● **WHAT TO DO**
1) Using the text on stopping skin picking below, decide whether each statement agrees with it: (a) Habit reversal training helps people identify what triggers their skin picking. (b) The antidepressants named become fully effective within a day or two. (c) Covering mirrors helps prevent picking at the skin on the arms. For each, answer yes or no and quote the words from the text that decide it.
2) Write the next part of the text on stopping skin picking below, starting after its last sentence.

● **TEXT SEGMENT**
──────

How To Stop Skin Picking

 

 

If you’re wondering how to stop skin picking, known as dermatillomania in medical terms, you’ve come to the right place. We’ll tell you about the most effective treatments available. For most people, the most effective way to stop picking skin is to use a combination of therapy and medication, according to the International OCD Foundation, an organization that seeks to educate both patients and health care professionals about obsessive-compulsive disorders, including dermatillomania.

Therapy to Help Stop Skin Picking

There are several types of therapy that can help people stop picking at their skin. Cognitive behavioral therapy (CBT) helps people change the way they think, which in turns helps change their behavior. Habit reversal training (HRT) helps people identify things that trigger skin picking and then helps them develop alternative ways of coping with those triggers. Exposure and response prevention (ERP) helps people learn to tolerate the things that trigger skin picking without giving in to the urge to pick at their skin. Stress management and relaxation techniques often help reduce skin picking, too, since it’s often triggered by anxiety.

There are other techniques that can help, as well. Some people find things like wearing long sleeves helps prevent picking at the skin on their arms. Others find covering or removing mirrors in their homes helps prevent picking at the skin on their faces. A therapist that has experience treating dermatillomania can explain more about the available treatment options and help you figure out what will work best for you, if you need help to stop picking at your skin.

Medication to Help Stop Skin Picking

There are some medications that help some people stop skin picking. Most of these medications are antidepressants and it’s thought that they work by increasing the amount of serotonin and other neurotransmitters in the brain. According to the International OCD Foundation, some antidepressants that have been found to be effective for obsessive-compulsive disorder include Anafranil, Celexa, Effexor, Lexapro, Luvox, Paxil, Prozac, and Zoloft. It can take a few weeks before these medications kick in and become fully effective, and unfortunately not every medication seems to work well for every person with dermatillomania, so you might need to try more than one medication before finding relief.

──────

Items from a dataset
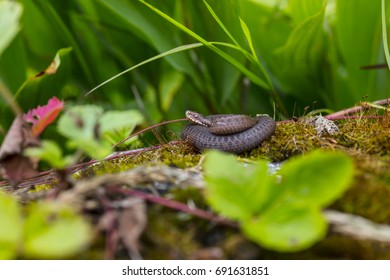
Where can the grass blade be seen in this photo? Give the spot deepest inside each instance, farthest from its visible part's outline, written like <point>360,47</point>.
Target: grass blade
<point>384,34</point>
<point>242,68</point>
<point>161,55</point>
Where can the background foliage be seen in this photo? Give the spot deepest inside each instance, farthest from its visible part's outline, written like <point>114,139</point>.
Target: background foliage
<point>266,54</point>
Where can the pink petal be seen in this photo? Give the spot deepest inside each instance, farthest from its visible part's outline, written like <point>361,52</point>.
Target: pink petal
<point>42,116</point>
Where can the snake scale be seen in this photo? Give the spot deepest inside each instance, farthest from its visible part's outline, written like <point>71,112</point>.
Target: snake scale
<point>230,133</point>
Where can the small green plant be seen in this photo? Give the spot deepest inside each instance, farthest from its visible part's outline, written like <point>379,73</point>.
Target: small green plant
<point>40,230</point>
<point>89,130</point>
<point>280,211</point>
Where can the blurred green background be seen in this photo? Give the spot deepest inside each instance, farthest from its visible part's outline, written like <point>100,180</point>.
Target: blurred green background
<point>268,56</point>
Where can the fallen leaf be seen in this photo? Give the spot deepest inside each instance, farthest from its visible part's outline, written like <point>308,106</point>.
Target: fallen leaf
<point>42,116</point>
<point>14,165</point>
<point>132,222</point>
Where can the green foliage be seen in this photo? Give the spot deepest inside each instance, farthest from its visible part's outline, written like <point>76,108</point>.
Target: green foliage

──────

● **ACTIVITY ANSWERS**
1)
(a) Yes: "Habit reversal training (HRT) helps people identify things that trigger skin picking"
(b) No: "It can take a few weeks before these medications kick in and become fully effective"
(c) No: "Others find covering or removing mirrors in their homes helps prevent picking at the skin on their faces."

2)
Of course, all medications can have side effects, though for most people the side effects are minimal and tolerable. Talk to your doctor about any side effects you experience. Sometimes adjusting the dose will help. Don’t stop taking any of these medications abruptly without talking to your doctor, though, because sometimes that causes serious withdrawal symptoms.

If You Need Help to Stop Picking Skin

If you think you might need some help to stop picking skin, talk to your doctor about it. Some people feel embarrassed to talk to their doctors about things like this, but your doctor has almost certainly seen it before. Let your doctor know if you have any wounds that aren’t healing well or that might be infected, too. It’s important not to delay medical treatment because of embarrassment about your dermatillomania.

If you want to give therapy a try, ask your doctor to refer you to a counselor or contact your health insurance company to find out which counselors are covered by your plan. Look for a counselor with experience treating obsessive-compulsive disorders like dermatillomania.

If you think you might want to give medication a try, your primary care physician can prescribe antidepressants but a psychiatrist might be more helpful. A psychiatrist would have a lot more experience prescribing medications for conditions like dermatillomania. The important thing, though, is that you reach out and ask for help.